-- Start of DATASET ROWS --

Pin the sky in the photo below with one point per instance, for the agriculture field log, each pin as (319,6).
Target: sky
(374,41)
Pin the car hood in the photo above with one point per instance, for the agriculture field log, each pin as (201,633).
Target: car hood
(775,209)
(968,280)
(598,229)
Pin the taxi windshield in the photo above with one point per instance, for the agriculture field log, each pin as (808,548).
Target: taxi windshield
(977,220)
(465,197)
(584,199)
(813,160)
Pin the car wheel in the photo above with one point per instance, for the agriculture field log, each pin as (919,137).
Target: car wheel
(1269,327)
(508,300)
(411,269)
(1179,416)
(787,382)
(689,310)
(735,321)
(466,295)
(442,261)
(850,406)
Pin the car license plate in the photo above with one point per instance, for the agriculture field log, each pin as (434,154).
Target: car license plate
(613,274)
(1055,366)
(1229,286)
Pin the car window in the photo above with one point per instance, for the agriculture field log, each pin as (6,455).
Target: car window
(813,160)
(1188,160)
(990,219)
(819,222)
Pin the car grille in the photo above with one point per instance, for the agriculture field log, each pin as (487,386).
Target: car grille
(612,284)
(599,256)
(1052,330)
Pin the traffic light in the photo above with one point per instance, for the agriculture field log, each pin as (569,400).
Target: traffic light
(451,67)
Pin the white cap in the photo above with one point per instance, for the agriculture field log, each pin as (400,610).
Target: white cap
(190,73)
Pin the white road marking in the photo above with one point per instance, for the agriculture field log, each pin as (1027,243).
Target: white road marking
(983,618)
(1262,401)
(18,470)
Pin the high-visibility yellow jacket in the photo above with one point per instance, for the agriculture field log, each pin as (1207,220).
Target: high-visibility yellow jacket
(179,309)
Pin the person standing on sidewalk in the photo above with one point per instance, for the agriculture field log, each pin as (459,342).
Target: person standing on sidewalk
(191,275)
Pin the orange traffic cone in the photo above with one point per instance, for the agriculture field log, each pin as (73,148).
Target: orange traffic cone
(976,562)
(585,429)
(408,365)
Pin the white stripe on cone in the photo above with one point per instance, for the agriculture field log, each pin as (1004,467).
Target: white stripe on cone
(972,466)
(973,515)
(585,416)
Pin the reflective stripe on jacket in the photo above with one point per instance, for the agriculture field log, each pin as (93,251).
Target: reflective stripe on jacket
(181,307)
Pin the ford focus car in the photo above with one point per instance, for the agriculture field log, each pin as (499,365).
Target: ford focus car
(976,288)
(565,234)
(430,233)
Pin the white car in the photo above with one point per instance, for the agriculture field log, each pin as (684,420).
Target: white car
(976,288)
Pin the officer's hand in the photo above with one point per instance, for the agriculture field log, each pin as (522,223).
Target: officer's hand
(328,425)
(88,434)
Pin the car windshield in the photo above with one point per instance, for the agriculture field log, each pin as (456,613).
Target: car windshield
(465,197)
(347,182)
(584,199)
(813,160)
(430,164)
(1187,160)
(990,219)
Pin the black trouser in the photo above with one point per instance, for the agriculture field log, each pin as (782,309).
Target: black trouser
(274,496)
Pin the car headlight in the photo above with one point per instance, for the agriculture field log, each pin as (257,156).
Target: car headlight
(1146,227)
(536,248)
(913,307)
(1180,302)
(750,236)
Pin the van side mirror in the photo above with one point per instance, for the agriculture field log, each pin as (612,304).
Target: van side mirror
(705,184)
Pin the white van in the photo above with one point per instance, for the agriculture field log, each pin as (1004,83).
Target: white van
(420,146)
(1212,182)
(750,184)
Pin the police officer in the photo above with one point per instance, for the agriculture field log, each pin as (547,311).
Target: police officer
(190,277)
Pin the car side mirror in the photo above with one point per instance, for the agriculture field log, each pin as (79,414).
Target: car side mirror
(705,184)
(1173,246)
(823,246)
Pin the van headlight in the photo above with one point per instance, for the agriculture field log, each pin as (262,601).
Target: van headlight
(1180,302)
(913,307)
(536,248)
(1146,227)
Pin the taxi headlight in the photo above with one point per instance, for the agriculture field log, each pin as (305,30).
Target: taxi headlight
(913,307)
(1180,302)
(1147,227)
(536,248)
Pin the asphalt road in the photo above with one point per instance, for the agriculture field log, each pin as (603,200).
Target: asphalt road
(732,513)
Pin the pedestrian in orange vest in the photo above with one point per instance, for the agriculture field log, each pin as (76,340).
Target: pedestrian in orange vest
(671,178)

-- End of DATASET ROWS --

> [EXERCISE DETAILS]: Rewrite the stretch of the material from the line containing "Pin the taxi headlight" through the end of the material as a Markdown table with the columns Row and Line, one numbered row per line and blank lines left out.

> [EXERCISE RESULT]:
| Row | Line |
|---|---|
| 1 | Pin the taxi headlight in the photo above with one point per instance, for the agriculture field log, each pin as (305,30). |
| 2 | Target: taxi headlight |
| 3 | (913,307) |
| 4 | (1180,302) |
| 5 | (1147,227) |
| 6 | (536,248) |
| 7 | Pin the asphalt road in the photo above with one point per instance, for the agriculture field log, each pin as (603,200). |
| 8 | Target: asphalt road |
| 9 | (732,513) |
| 10 | Pin the pedestrian in orange vest in the photo above with one point per instance, for the agriculture field log, each pin as (76,340). |
| 11 | Target: pedestrian in orange vest |
| 12 | (671,178) |